* _EXERCISE_: Rewrite the entries below, putting "Use exactly one point for each instance" wherever "Keep to a single point per instance" appears and leaving every other word unchanged.

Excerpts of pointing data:
**********
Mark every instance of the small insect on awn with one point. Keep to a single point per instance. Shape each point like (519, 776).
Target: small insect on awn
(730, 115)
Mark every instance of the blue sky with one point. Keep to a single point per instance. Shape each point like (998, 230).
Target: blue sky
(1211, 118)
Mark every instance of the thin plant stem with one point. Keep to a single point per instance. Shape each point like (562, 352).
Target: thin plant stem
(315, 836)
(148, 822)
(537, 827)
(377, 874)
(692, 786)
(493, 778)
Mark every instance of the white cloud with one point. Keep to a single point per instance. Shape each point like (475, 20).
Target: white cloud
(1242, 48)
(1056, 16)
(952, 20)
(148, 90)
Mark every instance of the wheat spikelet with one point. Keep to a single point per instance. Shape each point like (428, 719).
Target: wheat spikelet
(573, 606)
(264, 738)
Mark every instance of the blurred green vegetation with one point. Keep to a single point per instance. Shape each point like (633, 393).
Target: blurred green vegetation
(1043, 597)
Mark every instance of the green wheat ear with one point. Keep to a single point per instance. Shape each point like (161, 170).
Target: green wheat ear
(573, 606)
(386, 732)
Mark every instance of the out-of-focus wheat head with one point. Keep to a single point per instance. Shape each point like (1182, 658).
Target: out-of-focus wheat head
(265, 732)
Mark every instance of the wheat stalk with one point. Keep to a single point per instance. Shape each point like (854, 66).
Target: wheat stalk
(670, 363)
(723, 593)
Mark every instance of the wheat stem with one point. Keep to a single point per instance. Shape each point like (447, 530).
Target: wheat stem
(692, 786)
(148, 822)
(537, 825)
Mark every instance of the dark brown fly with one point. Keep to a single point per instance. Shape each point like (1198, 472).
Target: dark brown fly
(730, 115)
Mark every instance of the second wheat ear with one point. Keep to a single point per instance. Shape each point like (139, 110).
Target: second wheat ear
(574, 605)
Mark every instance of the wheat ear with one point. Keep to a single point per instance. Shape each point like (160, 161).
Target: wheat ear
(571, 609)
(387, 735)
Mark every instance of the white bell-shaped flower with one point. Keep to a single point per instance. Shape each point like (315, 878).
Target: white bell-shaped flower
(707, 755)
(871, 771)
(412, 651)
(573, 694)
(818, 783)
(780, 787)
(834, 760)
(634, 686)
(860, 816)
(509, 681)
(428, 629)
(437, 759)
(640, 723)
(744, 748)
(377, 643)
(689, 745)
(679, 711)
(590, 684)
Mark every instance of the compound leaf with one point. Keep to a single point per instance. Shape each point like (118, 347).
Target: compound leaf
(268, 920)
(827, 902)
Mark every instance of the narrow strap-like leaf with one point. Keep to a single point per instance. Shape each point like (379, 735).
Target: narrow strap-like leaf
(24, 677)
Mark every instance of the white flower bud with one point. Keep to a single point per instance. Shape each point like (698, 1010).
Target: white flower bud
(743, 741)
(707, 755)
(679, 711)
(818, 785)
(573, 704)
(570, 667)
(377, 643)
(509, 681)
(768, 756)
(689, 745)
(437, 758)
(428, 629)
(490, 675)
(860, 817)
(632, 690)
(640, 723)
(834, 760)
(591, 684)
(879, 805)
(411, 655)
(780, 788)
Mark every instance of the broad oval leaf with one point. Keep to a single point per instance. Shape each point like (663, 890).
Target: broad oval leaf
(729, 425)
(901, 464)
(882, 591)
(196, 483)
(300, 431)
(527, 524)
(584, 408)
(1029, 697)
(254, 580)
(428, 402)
**********
* _ANSWER TO THE EXERCISE_:
Mark every instance of the small insect on awn with one point. Use exactly one point for each instance. Shape each point like (519, 776).
Target: small insect on awn
(730, 115)
Mark every instance of the blue sky with one point. Use exactly one point for each instance. Shape each point like (998, 230).
Target: blue sky
(1211, 118)
Mark every instance of the thin plant stem with one point. Use exactly one point for each instance. Shape each point like (562, 352).
Target: thin plant stem
(315, 836)
(148, 822)
(537, 827)
(377, 874)
(692, 786)
(493, 778)
Mark every instance of the white cloud with one point. Use exactly one point for each instance. Shape each point like (475, 20).
Target: white cloud
(1242, 48)
(1056, 16)
(952, 20)
(148, 90)
Mark every instance of the wheat spikelet with one point. Use exactly one point for each instance. Shape each point like (428, 719).
Target: wheat spikelet
(573, 606)
(264, 738)
Mark every instance of the blurred green vegetation with one point. Use exactly one point for each instance. Shape each point like (633, 393).
Target: blurred green vegetation
(1043, 597)
Mark every instance of the green wheat ear with one point. Use exactly one point for each instance. Shape each point like (161, 170).
Target: green wheat ear
(573, 606)
(386, 732)
Mark every instance of the out-of-focus wheat head with one point. Use exactly one point for each instance. Shape each point like (1182, 658).
Target: out-of-focus wheat head
(265, 732)
Mark every instance of the wheat stalk with one point. Use exactly one point for each instance. Shape each point like (854, 66).
Target: wheat stalk
(670, 363)
(723, 593)
Mark every instance of the wheat stem with one point. Use exactly one point for each instance. Shape each point like (447, 530).
Target: wheat stem
(692, 786)
(148, 822)
(537, 825)
Mark every instance of the dark brown fly with one point. Use exactly one point for each instance. Shape each point like (1198, 472).
Target: dark brown fly
(730, 115)
Mark every instance of the second wheat ear with one point. Use exactly one point for each instance. Shape each point like (139, 110).
Target: second wheat ear
(574, 605)
Mark every instance of the wheat ear with one point. Use exactly one point for each instance. Shape each point like (160, 161).
Target: wheat ear
(571, 609)
(387, 735)
Mark every instance of the white bell-shaped flower with one point. Use exactly one point for each instance. Shape each point like (315, 878).
Target: white bell-shaped flower
(707, 755)
(871, 771)
(412, 651)
(573, 694)
(818, 783)
(780, 787)
(834, 760)
(634, 686)
(860, 816)
(509, 681)
(428, 629)
(437, 759)
(640, 723)
(744, 748)
(377, 643)
(689, 745)
(679, 711)
(590, 684)
Mark every instance of the compound leaf with one point. Use exactly one point for each instance. Shape each point like (118, 347).
Target: compound leaf
(268, 920)
(827, 902)
Mark every instance of the narrow strap-like leaf with one point. Use exactly one point for each instance. Shape each point like (379, 735).
Target: narrow strap-like leaf
(24, 677)
Mark every instance of the white flower bud with one point. Use exactly one point for each instance. Shape each point like (698, 1010).
Target: white flower bud
(743, 741)
(707, 755)
(679, 711)
(818, 785)
(573, 704)
(570, 667)
(377, 643)
(509, 681)
(768, 756)
(689, 745)
(437, 758)
(428, 629)
(490, 675)
(860, 817)
(632, 690)
(640, 723)
(834, 760)
(591, 684)
(879, 805)
(411, 655)
(780, 788)
Mark every instance of the broad oval leaf with one point. Use exactly one point for each instance. Shape each point like (663, 890).
Target: broad oval leaf
(729, 425)
(901, 464)
(882, 591)
(196, 483)
(300, 431)
(527, 524)
(584, 408)
(1029, 697)
(254, 580)
(428, 402)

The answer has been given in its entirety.